**YOUR TASK**.
Below this task are records; return each one exactly and omit its images.

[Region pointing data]
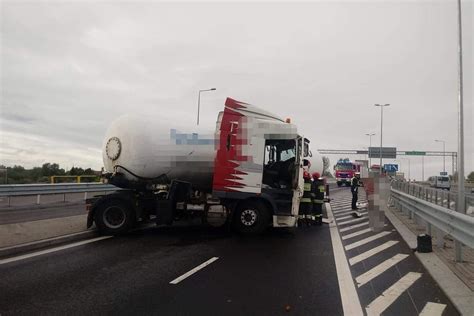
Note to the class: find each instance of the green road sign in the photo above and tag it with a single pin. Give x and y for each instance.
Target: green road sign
(415, 153)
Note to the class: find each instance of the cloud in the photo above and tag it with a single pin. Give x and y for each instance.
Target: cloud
(69, 69)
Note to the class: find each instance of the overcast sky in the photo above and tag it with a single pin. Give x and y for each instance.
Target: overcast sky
(69, 68)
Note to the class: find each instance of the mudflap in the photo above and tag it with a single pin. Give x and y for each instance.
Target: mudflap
(90, 219)
(164, 212)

**RESPONSE**.
Note to the class: find each instance of the green road sign in the photo above and tag it with a single pin. Give x and y for each instance.
Target: green road sign
(415, 153)
Note to the class: find each instance of the cloud in the photo above and tag it with a single pin. Give x and y for each instance.
Target: cloud
(69, 69)
Note to the class: find each instance of the overcast sky in the photo above and tag it with a single pin. Give x and y for each instance.
Target: overcast sky
(69, 68)
Note to the class: find each instance of the mudflap in the photo above and tag it with a single pin. Give x and y for each instance.
Target: mudflap
(90, 219)
(164, 212)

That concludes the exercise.